§ What is expected: Set out every line of the records below as a Markdown table with the columns "Row" and "Record line," numbering the rows in order and omitting blank lines.
Exercise data section start
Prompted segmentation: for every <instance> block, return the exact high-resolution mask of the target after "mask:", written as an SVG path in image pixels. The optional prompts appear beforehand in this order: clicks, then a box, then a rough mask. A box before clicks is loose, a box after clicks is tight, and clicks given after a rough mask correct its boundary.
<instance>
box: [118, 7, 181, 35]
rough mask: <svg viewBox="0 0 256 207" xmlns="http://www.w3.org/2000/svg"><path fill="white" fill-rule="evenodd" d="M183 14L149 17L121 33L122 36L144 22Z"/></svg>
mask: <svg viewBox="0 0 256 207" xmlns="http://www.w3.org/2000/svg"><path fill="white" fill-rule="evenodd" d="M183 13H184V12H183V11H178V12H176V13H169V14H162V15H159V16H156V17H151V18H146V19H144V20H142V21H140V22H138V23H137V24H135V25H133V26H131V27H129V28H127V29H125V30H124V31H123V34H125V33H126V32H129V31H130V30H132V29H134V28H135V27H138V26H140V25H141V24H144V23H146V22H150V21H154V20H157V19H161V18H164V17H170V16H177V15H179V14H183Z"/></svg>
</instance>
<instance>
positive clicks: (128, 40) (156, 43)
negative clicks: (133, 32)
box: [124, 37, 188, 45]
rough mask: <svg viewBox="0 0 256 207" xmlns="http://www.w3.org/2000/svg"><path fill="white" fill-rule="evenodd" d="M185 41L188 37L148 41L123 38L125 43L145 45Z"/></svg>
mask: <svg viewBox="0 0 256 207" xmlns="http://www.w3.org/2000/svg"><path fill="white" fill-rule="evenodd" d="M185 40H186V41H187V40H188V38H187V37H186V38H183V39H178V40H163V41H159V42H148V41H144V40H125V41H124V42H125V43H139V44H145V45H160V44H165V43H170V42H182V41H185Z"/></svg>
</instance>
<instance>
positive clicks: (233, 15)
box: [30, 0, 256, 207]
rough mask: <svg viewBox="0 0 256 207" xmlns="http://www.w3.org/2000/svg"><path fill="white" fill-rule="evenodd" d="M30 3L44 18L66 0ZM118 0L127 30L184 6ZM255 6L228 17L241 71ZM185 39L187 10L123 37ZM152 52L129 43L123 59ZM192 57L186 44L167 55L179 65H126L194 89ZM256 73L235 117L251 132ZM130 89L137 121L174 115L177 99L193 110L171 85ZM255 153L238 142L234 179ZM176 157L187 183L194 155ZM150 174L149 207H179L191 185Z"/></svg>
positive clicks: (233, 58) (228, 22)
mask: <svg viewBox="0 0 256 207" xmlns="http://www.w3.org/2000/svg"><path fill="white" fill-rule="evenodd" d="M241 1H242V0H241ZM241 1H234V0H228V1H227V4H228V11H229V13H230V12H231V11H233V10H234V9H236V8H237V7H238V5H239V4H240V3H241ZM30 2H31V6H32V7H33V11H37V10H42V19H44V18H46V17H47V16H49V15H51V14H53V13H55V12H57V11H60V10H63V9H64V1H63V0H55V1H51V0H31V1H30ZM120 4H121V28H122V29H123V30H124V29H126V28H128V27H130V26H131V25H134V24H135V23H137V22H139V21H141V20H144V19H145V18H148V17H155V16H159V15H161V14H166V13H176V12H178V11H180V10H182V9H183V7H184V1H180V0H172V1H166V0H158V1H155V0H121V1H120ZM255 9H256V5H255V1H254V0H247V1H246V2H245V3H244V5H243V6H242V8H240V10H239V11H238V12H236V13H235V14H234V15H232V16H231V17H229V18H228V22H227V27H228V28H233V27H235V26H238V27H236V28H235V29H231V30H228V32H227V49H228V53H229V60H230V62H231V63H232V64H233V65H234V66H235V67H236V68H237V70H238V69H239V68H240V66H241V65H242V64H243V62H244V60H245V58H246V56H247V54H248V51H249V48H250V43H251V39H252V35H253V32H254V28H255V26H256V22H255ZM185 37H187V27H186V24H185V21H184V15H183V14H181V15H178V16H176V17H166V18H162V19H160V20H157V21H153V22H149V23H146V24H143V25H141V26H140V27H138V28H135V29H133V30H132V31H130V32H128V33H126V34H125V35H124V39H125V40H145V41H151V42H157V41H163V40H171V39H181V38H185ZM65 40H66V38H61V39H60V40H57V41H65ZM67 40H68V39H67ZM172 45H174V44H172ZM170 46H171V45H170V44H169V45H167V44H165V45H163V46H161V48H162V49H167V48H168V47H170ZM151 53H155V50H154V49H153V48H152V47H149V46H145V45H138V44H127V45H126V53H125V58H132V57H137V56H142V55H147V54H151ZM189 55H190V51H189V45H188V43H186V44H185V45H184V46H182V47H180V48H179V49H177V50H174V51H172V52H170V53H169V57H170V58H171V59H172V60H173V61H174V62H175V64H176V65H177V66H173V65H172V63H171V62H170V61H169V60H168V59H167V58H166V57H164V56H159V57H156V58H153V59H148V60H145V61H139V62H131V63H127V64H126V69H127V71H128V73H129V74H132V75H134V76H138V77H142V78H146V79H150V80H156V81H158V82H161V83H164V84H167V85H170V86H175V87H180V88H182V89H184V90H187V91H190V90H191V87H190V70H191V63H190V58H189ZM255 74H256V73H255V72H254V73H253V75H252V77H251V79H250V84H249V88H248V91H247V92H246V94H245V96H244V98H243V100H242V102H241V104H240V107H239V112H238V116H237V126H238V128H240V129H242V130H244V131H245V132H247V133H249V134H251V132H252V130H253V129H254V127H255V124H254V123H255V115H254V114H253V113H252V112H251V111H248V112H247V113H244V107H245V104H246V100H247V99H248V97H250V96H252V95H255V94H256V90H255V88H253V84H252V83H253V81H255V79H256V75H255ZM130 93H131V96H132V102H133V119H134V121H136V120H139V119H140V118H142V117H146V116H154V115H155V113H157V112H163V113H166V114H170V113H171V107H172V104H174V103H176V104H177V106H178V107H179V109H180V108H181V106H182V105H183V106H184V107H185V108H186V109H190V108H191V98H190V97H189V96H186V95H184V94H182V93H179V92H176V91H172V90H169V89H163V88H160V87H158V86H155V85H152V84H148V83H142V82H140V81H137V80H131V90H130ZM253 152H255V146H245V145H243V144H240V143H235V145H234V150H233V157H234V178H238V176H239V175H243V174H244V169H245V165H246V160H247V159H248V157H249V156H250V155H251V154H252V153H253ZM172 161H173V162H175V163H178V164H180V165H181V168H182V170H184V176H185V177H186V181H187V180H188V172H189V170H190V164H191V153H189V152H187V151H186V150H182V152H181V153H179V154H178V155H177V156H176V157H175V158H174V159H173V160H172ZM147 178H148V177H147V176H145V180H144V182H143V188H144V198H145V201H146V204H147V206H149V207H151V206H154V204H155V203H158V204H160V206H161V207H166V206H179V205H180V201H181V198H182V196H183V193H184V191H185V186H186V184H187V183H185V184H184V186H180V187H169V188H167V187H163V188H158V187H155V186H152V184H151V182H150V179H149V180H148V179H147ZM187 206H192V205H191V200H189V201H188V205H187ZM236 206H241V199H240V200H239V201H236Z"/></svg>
Exercise data section end
§ Completed exercise:
| Row | Record line |
|---|---|
| 1 | Prompted segmentation: for every <instance> block, return the exact high-resolution mask of the target after "mask:", written as an SVG path in image pixels. The optional prompts appear beforehand in this order: clicks, then a box, then a rough mask. A box before clicks is loose, a box after clicks is tight, and clicks given after a rough mask correct its boundary. |
| 2 | <instance> |
| 3 | box: [118, 7, 181, 35] |
| 4 | rough mask: <svg viewBox="0 0 256 207" xmlns="http://www.w3.org/2000/svg"><path fill="white" fill-rule="evenodd" d="M183 14L149 17L121 33L122 36L144 22Z"/></svg> |
| 5 | mask: <svg viewBox="0 0 256 207" xmlns="http://www.w3.org/2000/svg"><path fill="white" fill-rule="evenodd" d="M183 13H184V12H183V11H178V12H176V13H169V14H162V15H159V16H156V17H151V18H146V19H144V20H142V21H140V22H138V23H137V24H135V25H133V26H131V27H129V28H127V29H125V30H124V31H123V34H125V33H126V32H129V31H130V30H132V29H134V28H135V27H138V26H140V25H141V24H144V23H146V22H150V21H154V20H157V19H161V18H164V17H170V16H177V15H179V14H183Z"/></svg> |
| 6 | </instance> |
| 7 | <instance> |
| 8 | positive clicks: (128, 40) (156, 43) |
| 9 | negative clicks: (133, 32) |
| 10 | box: [124, 37, 188, 45] |
| 11 | rough mask: <svg viewBox="0 0 256 207" xmlns="http://www.w3.org/2000/svg"><path fill="white" fill-rule="evenodd" d="M185 41L188 37L148 41L123 38L125 43L145 45Z"/></svg> |
| 12 | mask: <svg viewBox="0 0 256 207" xmlns="http://www.w3.org/2000/svg"><path fill="white" fill-rule="evenodd" d="M185 40H186V41H187V40H188V38H187V37H186V38H183V39H178V40H163V41H159V42H148V41H144V40H125V41H124V42H125V43H139V44H145V45H160V44H165V43H170V42H182V41H185Z"/></svg> |
| 13 | </instance> |
| 14 | <instance> |
| 15 | positive clicks: (233, 15) |
| 16 | box: [30, 0, 256, 207] |
| 17 | rough mask: <svg viewBox="0 0 256 207" xmlns="http://www.w3.org/2000/svg"><path fill="white" fill-rule="evenodd" d="M30 3L44 18L66 0ZM118 0L127 30L184 6ZM255 6L228 17L241 71ZM185 39L187 10L123 37ZM152 52L129 43L123 59ZM192 57L186 44L167 55L179 65H126L194 89ZM256 73L235 117L251 132ZM130 89L137 121L174 115L177 99L193 110L171 85ZM255 153L238 142L234 179ZM176 157L187 183L194 155ZM150 174L149 207H179L191 185Z"/></svg> |
| 18 | positive clicks: (233, 58) (228, 22) |
| 19 | mask: <svg viewBox="0 0 256 207" xmlns="http://www.w3.org/2000/svg"><path fill="white" fill-rule="evenodd" d="M241 1H242V0H241ZM241 1H234V0H228V1H227V4H228V11H229V13H230V12H231V11H233V10H234V9H236V8H237V7H238V5H239V4H240V3H241ZM30 2H31V6H32V7H33V11H37V10H42V19H44V18H46V17H47V16H49V15H51V14H53V13H55V12H57V11H60V10H63V9H64V1H63V0H55V1H51V0H31V1H30ZM120 4H121V28H122V29H123V30H124V29H126V28H128V27H130V26H131V25H134V24H135V23H137V22H139V21H141V20H144V19H145V18H148V17H155V16H159V15H161V14H166V13H176V12H178V11H180V10H182V9H183V7H184V1H180V0H172V1H166V0H158V1H155V0H121V1H120ZM255 9H256V5H255V1H254V0H247V1H246V2H245V3H244V5H243V6H242V8H240V10H239V11H238V12H236V13H235V14H234V15H232V16H231V17H229V18H228V22H227V27H228V28H233V27H235V26H238V27H236V28H235V29H231V30H228V32H227V49H228V53H229V60H230V62H231V63H232V64H233V65H234V66H235V67H236V68H237V70H238V69H239V68H240V66H241V65H242V64H243V62H244V60H245V58H246V56H247V54H248V51H249V48H250V43H251V39H252V35H253V32H254V28H255V26H256V22H255ZM185 37H187V27H186V24H185V21H184V15H183V14H181V15H178V16H176V17H166V18H162V19H160V20H157V21H153V22H149V23H146V24H143V25H141V26H140V27H138V28H135V29H133V30H132V31H130V32H128V33H126V34H125V35H124V39H125V40H145V41H151V42H157V41H163V40H171V39H181V38H185ZM65 40H66V38H61V39H60V40H57V41H65ZM67 40H68V39H67ZM172 45H174V44H172ZM170 46H171V45H170V44H169V45H167V44H165V45H163V46H161V48H162V49H167V48H168V47H170ZM151 53H155V50H154V49H153V48H152V47H149V46H145V45H138V44H127V45H126V53H125V58H132V57H137V56H142V55H147V54H151ZM189 55H190V51H189V45H188V43H186V44H185V45H184V46H182V47H180V48H179V49H177V50H174V51H172V52H170V53H169V57H170V58H171V59H172V60H173V61H174V62H175V64H176V65H177V66H173V65H172V63H171V62H170V61H169V60H168V59H167V58H166V57H164V56H159V57H156V58H153V59H148V60H145V61H139V62H131V63H127V64H126V69H127V71H128V73H129V74H132V75H134V76H138V77H142V78H146V79H150V80H156V81H158V82H161V83H164V84H167V85H170V86H175V87H180V88H182V89H184V90H187V91H190V90H191V87H190V70H191V63H190V58H189ZM255 74H256V73H255V72H254V73H253V75H252V77H251V79H250V84H249V88H248V91H247V92H246V94H245V96H244V98H243V100H242V102H241V104H240V107H239V112H238V116H237V126H238V128H240V129H242V130H244V131H245V132H247V133H249V134H251V132H252V130H253V129H254V127H255V124H254V123H255V115H254V114H253V113H252V112H251V111H248V112H247V113H244V107H245V104H246V100H247V99H248V97H250V96H252V95H255V94H256V90H255V88H253V84H252V83H253V81H255V79H256V75H255ZM130 93H131V96H132V102H133V119H134V121H136V120H139V119H140V118H142V117H146V116H154V115H155V113H157V112H163V113H166V114H170V113H171V107H172V104H174V103H176V104H177V106H178V107H179V109H180V108H181V106H182V105H183V106H184V107H185V108H186V109H190V108H191V98H190V97H189V96H186V95H184V94H182V93H179V92H176V91H172V90H169V89H163V88H160V87H158V86H155V85H152V84H148V83H142V82H140V81H137V80H131V90H130ZM253 152H255V146H245V145H243V144H240V143H235V145H234V150H233V157H234V178H238V176H239V175H243V174H244V169H245V165H246V160H247V159H248V157H249V156H250V155H251V154H252V153H253ZM172 161H173V162H175V163H178V164H180V165H181V168H182V170H184V176H185V177H186V181H187V180H188V172H189V170H190V164H191V153H189V152H187V151H186V150H182V152H181V153H179V154H178V155H177V156H176V157H175V158H174V159H173V160H172ZM147 178H148V177H147V176H145V180H144V182H143V188H144V198H145V201H146V204H147V206H149V207H151V206H154V204H155V203H158V204H160V206H161V207H166V206H179V205H180V201H181V198H182V196H183V193H184V191H185V186H186V184H187V183H185V184H184V186H180V187H169V188H167V187H163V188H158V187H155V186H152V184H151V182H150V179H149V180H148V179H147ZM187 206H192V205H191V200H189V201H188V205H187ZM236 206H241V199H240V200H239V201H236Z"/></svg> |